## [Work instructions]
1. Output the part of the mailing list post on the true cost of peer review starting at "(Started May 11" and ending at "July 5 1999)".
2. Answer these questions using the mailing list post on the true cost of peer review:
(a) Who is named in the "From" line of the post?
(b) Whose posting has the moderator been asked to forward?
(c) On what date was the thread "Separating Quality-Control Service-Providing from Document-Providing" started?

Re: The True Cost of the Essentials (Implementing Peer Review)

From: Stevan Harnad <harnad_at_ecs.soton.ac.uk>
Date: Sat, 17 Sep 2005 11:29:06 +0100

MODERATOR'S NOTE: Chuck Hamaker has asked me to forward his posting,
below, but first some prior pertinent AmSci threads on the very same
topic. As you will see, we are still retreading ground we covered over
a half decade ago, this time in connection with Sally Morris's worries
about library cancellations. -- SH

--------------------------------------------------------------------------
    "Online Self-Archiving: Distinguishing the Optimal from the Optional"
    (Started May 11 1999)
    http://www.ecs.soton.ac.uk/~harnad/Hypermail/Amsci/0249.html

    "The True Cost of the Essentials (Implementing Peer Review)"
    (Started July 5 1999)
    http://www.ecs.soton.ac.uk/~harnad/Hypermail/Amsci/0304.html

    "Separating Quality-Control Service-Providing from Document-Providing"
    (Started November 30 1999)
    http://www.ecs.soton.ac.uk/~harnad/Hypermail/Amsci/0467.html

    "Distinguishing the Essentials from the Optional Add-Ons"

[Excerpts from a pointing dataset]
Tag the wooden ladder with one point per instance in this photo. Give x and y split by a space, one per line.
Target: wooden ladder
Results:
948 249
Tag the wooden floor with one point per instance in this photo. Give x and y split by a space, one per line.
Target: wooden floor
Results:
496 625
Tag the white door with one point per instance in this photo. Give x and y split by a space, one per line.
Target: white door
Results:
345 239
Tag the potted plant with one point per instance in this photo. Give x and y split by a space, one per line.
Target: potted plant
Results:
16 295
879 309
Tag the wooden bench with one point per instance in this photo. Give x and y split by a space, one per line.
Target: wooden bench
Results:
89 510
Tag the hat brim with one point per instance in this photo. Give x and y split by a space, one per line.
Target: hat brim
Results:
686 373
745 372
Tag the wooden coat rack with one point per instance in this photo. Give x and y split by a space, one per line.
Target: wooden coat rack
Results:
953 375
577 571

## [Answers to each task]
1.
(Started May 11 1999)
    http://www.ecs.soton.ac.uk/~harnad/Hypermail/Amsci/0249.html

    "The True Cost of the Essentials (Implementing Peer Review)"
    (Started July 5 1999)

2.
(a) Stevan Harnad
(b) Chuck Hamaker
(c) November 30 1999